Look through the lines below, find those with the word "gray", and copy them.

Spatial localization data
┏━━

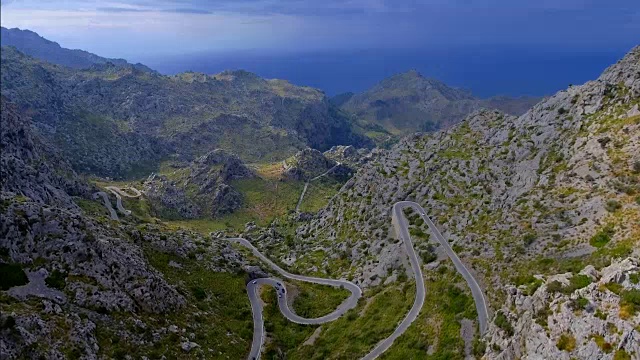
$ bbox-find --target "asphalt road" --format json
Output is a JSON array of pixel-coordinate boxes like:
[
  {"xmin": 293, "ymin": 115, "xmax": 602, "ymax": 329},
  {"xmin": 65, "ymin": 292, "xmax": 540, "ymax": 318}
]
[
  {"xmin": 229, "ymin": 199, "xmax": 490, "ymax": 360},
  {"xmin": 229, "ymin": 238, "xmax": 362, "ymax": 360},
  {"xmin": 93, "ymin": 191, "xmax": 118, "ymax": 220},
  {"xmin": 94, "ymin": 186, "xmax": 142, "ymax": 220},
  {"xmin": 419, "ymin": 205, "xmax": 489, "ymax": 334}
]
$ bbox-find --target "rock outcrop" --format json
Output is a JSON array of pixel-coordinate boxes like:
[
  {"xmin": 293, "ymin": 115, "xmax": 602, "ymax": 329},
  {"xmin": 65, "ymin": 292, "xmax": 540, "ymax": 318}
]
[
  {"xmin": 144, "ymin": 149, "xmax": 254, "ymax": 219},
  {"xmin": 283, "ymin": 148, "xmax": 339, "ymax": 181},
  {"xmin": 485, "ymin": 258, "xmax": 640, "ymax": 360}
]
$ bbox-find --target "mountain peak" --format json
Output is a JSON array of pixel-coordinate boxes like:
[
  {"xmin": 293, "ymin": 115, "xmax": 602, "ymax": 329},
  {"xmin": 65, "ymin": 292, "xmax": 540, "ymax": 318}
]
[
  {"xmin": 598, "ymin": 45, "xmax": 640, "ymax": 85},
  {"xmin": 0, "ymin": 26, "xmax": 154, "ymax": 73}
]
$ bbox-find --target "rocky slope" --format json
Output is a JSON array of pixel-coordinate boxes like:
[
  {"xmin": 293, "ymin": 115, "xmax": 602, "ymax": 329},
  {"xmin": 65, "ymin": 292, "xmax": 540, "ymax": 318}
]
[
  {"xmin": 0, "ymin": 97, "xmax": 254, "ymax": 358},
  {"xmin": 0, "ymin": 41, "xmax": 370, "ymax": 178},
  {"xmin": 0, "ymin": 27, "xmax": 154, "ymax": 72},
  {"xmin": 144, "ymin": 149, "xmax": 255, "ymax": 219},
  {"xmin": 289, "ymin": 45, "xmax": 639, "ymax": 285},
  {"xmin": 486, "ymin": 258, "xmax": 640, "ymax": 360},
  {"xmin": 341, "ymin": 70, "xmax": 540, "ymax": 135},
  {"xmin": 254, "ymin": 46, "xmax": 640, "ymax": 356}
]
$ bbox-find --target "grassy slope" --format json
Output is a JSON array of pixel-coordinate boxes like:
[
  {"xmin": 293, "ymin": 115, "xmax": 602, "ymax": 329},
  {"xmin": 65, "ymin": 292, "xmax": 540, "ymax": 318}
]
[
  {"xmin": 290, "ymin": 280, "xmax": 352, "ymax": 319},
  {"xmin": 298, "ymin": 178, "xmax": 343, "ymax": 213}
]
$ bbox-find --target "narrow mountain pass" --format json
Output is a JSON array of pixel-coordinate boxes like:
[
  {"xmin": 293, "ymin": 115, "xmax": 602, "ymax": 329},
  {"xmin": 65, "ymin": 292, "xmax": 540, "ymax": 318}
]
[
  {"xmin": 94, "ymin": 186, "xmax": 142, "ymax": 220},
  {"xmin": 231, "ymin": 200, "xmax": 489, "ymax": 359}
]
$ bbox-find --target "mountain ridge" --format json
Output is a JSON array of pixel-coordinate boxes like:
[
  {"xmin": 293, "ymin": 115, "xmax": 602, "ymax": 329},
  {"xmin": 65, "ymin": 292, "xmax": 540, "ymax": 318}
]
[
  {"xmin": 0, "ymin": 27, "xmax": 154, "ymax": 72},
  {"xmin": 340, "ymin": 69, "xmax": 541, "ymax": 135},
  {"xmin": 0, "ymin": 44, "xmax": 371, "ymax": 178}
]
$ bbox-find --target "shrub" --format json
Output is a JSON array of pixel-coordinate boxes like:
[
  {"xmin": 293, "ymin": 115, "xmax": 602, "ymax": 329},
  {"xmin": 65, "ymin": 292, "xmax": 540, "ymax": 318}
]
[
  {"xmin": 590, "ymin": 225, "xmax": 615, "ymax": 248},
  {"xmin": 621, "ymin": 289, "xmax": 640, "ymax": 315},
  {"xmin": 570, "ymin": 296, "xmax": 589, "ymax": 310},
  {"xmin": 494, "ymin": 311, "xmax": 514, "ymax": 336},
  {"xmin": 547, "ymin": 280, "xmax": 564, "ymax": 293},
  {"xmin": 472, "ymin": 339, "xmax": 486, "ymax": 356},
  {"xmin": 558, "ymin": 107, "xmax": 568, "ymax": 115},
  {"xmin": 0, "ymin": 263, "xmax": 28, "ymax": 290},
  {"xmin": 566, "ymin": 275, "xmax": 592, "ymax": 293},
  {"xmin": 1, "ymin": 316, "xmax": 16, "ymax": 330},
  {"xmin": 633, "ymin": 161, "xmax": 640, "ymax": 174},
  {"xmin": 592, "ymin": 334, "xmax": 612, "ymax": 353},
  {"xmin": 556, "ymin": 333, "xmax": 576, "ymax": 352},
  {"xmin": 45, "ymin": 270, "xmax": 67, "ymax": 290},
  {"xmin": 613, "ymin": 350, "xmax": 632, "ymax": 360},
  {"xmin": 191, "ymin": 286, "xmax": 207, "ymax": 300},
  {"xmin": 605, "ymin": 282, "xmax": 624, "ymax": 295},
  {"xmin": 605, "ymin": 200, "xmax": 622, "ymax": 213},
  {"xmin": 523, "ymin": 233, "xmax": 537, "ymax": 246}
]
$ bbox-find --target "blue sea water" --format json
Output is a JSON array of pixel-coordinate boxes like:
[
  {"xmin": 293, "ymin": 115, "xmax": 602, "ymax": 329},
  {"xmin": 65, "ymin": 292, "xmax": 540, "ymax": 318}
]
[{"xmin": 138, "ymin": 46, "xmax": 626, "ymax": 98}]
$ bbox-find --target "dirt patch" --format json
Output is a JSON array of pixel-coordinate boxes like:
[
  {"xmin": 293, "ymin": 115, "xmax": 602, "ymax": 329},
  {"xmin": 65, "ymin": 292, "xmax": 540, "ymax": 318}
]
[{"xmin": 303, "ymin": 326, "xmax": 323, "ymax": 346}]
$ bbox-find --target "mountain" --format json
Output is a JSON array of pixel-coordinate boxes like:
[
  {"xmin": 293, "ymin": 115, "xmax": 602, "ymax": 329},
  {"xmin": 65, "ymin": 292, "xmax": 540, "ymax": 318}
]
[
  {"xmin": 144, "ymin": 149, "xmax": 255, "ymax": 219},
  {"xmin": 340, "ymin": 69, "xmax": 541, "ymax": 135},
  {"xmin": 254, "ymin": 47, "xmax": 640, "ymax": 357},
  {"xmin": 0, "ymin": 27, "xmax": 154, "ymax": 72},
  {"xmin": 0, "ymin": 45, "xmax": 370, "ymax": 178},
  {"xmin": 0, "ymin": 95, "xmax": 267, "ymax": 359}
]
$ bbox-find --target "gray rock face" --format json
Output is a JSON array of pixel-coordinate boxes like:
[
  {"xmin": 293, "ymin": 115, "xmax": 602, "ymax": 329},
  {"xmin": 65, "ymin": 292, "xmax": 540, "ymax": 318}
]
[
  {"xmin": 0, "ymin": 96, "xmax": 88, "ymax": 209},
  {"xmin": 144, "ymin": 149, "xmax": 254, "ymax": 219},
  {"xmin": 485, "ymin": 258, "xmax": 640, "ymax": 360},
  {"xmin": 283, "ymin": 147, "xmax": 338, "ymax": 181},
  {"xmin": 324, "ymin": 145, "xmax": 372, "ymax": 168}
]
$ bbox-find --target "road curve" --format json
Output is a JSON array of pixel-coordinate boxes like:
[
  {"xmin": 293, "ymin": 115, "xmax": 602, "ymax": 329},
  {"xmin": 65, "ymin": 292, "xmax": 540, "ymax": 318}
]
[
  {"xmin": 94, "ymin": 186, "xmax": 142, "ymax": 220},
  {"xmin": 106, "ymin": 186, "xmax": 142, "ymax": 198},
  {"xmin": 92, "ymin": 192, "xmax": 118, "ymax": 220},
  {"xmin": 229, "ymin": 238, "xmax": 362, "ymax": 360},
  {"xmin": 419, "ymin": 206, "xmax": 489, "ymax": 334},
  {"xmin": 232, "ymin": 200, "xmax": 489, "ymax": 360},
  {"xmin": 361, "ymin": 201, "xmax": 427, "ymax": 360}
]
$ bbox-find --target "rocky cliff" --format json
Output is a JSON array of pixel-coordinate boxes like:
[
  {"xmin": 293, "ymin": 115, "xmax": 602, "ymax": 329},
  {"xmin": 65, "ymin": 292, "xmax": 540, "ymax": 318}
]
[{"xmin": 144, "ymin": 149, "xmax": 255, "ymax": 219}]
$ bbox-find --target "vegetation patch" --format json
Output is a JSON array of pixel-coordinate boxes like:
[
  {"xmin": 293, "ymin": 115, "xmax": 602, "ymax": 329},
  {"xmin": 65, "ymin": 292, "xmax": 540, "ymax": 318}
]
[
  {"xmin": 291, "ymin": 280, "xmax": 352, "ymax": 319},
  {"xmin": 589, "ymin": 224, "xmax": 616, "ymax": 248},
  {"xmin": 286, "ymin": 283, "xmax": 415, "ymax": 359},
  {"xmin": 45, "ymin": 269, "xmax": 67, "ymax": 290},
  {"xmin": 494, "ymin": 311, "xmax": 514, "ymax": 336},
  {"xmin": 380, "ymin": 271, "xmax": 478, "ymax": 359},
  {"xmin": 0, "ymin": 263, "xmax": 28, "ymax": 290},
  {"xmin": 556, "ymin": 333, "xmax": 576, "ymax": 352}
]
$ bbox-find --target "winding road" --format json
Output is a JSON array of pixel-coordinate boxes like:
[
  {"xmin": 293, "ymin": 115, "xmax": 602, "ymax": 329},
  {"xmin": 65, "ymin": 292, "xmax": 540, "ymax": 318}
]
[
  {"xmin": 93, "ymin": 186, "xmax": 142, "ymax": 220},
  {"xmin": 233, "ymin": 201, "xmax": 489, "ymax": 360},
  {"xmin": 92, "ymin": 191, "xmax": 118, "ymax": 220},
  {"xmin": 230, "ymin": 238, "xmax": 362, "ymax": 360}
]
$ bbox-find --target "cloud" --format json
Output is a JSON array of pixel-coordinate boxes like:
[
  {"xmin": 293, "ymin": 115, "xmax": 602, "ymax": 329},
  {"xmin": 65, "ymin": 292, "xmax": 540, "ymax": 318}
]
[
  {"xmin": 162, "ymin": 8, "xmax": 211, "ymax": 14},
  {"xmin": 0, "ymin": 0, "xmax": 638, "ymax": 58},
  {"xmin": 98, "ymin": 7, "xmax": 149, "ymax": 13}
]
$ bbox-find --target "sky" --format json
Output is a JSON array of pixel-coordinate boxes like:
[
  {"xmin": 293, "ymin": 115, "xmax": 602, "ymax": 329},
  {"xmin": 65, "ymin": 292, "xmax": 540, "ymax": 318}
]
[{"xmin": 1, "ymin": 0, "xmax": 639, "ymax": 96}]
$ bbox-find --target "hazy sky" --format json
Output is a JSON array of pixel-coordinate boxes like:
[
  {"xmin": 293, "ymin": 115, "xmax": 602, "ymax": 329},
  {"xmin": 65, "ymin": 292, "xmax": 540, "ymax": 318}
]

┗━━
┏━━

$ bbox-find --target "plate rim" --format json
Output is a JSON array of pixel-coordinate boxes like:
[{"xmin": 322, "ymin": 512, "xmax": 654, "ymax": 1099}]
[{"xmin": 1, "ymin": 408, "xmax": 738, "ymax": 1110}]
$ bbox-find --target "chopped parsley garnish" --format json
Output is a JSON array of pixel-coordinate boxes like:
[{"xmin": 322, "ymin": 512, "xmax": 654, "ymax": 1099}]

┗━━
┏━━

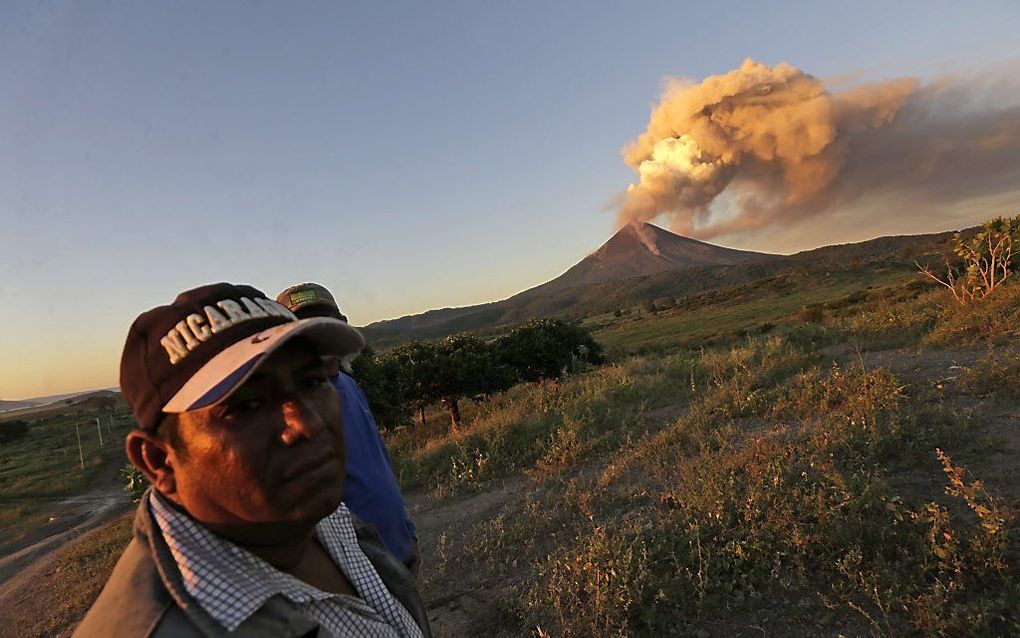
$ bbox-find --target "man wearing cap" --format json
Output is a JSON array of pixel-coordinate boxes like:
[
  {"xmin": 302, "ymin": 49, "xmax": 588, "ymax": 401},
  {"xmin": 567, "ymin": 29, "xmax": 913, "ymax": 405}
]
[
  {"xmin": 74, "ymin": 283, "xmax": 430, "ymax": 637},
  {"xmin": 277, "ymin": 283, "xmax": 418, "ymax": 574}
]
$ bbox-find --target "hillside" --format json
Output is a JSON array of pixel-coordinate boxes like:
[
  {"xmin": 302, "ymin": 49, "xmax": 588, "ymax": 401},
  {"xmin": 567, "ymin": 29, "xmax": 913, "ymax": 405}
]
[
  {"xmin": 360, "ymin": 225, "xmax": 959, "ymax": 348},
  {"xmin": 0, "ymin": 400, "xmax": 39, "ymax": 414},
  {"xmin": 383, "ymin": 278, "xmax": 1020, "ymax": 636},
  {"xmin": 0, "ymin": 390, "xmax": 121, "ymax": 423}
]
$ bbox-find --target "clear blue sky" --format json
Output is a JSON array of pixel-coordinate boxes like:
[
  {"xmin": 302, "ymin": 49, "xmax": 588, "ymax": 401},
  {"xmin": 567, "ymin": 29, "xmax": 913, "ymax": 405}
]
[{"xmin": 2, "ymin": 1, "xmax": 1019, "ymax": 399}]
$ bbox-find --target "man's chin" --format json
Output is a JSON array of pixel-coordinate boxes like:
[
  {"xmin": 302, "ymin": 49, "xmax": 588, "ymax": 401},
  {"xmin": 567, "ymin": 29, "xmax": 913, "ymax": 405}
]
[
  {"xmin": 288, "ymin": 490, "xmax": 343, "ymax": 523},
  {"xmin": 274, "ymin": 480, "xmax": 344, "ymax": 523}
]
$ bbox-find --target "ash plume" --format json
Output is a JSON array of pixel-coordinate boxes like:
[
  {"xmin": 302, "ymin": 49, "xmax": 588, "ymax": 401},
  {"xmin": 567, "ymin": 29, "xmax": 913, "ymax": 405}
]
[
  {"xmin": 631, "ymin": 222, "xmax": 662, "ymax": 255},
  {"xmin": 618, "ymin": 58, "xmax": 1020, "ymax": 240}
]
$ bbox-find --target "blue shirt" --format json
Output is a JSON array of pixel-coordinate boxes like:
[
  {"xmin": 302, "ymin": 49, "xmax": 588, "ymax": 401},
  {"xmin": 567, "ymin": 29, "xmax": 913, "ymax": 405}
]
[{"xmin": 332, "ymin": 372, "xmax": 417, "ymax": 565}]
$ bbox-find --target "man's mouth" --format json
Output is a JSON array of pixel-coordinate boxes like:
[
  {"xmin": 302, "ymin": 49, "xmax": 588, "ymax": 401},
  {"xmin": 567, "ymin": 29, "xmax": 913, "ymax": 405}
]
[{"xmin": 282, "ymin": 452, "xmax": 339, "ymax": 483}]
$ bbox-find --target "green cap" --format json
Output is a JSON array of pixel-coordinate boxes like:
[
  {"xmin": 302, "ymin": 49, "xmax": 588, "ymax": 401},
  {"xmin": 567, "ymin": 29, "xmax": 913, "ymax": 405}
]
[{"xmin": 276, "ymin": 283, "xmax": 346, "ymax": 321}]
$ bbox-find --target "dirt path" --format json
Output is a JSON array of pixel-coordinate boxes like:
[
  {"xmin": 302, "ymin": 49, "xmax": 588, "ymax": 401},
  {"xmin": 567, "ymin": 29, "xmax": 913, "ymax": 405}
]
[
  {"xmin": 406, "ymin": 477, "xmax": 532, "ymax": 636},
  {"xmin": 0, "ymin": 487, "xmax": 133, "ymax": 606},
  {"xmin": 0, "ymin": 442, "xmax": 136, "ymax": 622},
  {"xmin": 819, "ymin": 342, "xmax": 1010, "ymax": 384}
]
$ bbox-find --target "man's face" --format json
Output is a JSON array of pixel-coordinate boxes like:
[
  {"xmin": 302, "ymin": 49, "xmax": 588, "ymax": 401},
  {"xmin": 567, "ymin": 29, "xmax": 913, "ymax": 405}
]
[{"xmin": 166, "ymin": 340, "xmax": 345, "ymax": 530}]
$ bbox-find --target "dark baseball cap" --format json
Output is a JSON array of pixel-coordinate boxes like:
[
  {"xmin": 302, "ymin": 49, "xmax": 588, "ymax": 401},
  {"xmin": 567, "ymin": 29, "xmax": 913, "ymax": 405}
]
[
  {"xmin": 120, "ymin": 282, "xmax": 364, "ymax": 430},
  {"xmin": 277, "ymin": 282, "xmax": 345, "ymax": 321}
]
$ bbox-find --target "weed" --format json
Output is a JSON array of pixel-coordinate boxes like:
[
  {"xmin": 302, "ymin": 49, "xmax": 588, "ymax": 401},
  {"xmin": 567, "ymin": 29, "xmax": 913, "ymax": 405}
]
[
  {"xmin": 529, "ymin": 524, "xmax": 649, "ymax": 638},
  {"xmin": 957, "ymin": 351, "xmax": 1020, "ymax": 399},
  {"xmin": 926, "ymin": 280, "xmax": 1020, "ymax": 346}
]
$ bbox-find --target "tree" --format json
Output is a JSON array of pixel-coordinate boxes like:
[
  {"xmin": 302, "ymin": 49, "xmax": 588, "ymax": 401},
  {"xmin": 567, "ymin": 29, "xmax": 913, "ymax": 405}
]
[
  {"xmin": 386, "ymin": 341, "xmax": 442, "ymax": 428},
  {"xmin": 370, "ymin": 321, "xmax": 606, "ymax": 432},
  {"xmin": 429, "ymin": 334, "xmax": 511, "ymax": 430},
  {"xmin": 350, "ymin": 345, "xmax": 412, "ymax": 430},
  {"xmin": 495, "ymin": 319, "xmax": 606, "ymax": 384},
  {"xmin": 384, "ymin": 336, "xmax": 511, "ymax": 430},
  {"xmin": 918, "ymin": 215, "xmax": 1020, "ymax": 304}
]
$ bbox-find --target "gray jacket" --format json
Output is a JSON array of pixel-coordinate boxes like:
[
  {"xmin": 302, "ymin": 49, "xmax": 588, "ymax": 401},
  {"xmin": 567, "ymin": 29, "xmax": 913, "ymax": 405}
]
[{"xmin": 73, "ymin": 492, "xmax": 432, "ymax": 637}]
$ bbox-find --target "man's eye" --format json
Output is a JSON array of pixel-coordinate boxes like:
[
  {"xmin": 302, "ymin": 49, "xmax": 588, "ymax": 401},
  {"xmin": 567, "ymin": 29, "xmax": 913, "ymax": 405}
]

┗━━

▸ Answer
$ bbox-find --target "gray rock face" --format json
$ bbox-find --target "gray jacket" --format json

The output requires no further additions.